Background: Previous studies have found that substance use disorders are prevalent among inpatients of general medical hospitals. These studies were limited in the validity of their measures, their failure to distinguish between current and lifetime disorders, or their lack of attention to drugs other than alcohol.
Methods: The current study used validate diagnostic instruments to measure current and lifetime alcohol and other drugs abuse and dependence among patients ages 18 through 49. Additionally, this study assessed the sensitivity and specificity of four substance abuse screening questions. Patients were recruited from the general medical, general surgery, and orthopedics services of a university hospital in Madison, Wisconsin. The sample included 363 patients, or 86.4% of those recruited.

MATERIAL PROVIDED
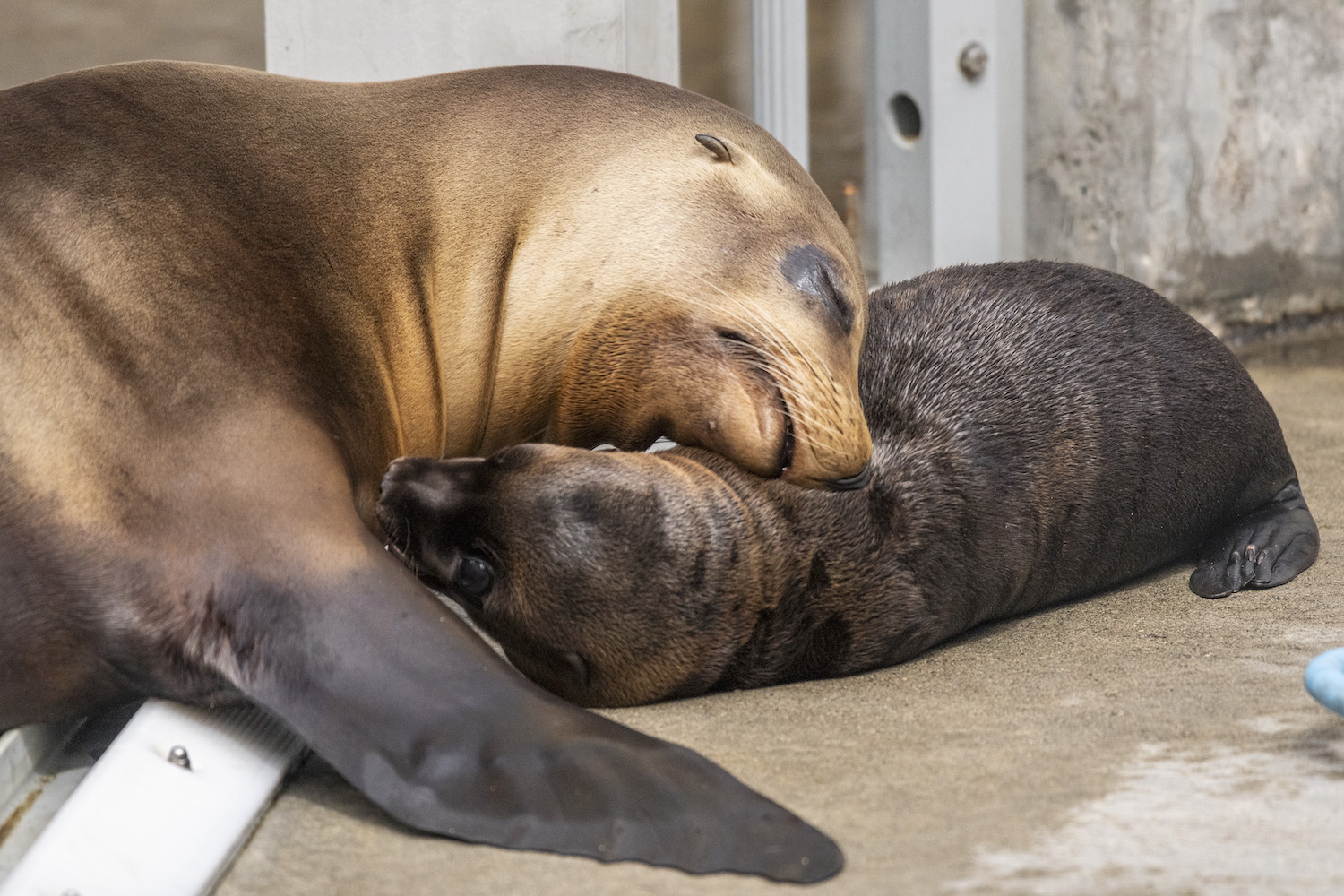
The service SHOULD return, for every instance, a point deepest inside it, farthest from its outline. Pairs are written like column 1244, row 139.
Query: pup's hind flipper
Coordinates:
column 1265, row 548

...

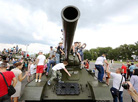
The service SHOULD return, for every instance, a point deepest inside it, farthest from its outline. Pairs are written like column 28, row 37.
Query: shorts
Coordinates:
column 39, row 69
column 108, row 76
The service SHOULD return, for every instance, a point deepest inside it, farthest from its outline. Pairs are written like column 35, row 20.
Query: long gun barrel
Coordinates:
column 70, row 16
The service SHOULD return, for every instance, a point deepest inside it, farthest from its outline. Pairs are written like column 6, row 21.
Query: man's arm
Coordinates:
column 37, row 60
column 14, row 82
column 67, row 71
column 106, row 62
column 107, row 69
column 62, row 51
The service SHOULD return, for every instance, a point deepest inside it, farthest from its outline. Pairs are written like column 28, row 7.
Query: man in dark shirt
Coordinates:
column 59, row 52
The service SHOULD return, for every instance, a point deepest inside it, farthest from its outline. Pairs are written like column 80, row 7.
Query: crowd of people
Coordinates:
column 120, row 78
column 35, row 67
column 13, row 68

QUESTIONS
- 1) Translate this sentence from the text on substance use disorders among hospital patients into Spanish: "Patients were recruited from the general medical, general surgery, and orthopedics services of a university hospital in Madison, Wisconsin."
- 2) In the text on substance use disorders among hospital patients, how many patients made up the sample?
- 3) Write what comes next in the text on substance use disorders among hospital patients, picking up after its last sentence.
The records can be set aside; none of the work uses them.

YOUR RESPONSES
- 1) Los pacientes fueron reclutados de los servicios de medicina general, cirugía general y ortopedia de un hospital universitario en Madison, Wisconsin.

- 2) 363 patients, or 86.4% of those recruited.

- 3)
Results: The current and lifetime prevalence rates of substance use disorders were 21.8 and 49.6%, respectively. The prevalence rates of current problems were 16.3%, alcohol only; 2.5%, other drugs only; and 3.0%, alcohol and other drugs. Males had nearly a 30% current prevalence of current substance use disorders. The CAGE Questions Adapted to Include Drugs exhibited 70.9% sensitivity and 75.7% specificity.
Conclusions: At one hospital, and perhaps at others, an alcohol and drug screening, assessment, and intervention program may have the potential to prevent future health and social problems.